Records from a collection:
========
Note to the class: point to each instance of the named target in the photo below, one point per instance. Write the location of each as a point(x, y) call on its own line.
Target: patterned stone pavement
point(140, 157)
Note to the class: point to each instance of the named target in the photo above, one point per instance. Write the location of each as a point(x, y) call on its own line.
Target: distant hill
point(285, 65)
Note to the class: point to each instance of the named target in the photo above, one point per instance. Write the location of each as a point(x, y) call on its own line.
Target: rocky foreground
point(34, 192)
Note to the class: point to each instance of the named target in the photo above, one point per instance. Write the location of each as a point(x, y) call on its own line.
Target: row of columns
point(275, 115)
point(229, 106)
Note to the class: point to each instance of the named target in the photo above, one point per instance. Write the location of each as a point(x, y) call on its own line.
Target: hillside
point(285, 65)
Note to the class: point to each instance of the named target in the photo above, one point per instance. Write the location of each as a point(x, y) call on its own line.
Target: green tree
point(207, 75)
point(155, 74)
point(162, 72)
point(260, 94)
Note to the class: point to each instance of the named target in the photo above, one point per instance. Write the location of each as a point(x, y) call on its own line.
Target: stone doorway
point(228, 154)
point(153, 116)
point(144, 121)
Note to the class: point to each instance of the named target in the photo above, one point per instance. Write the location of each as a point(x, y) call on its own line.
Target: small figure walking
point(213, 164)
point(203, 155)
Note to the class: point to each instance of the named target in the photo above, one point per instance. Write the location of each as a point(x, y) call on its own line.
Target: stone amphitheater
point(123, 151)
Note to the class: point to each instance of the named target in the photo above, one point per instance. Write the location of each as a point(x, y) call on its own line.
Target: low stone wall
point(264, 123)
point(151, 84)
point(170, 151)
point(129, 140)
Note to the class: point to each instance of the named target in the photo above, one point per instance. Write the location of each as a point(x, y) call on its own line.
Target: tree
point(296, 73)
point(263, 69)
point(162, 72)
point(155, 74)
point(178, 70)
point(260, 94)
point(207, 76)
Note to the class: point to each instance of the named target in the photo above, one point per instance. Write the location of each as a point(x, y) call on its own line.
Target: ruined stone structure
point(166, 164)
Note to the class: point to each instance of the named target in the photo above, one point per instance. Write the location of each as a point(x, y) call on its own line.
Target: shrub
========
§ **REQUIRED TASK**: Rewrite the data above from its first line up to and including the line with "point(140, 157)", stopping there. Shift each point coordinate in the answers up by 124 and leave all other text unchanged.

§ **TASK RESULT**:
Note to the class: point to each instance of the named target in the photo below, one point per instance. Write the location of each as a point(x, y) call on its own line.
Target: patterned stone pavement
point(264, 281)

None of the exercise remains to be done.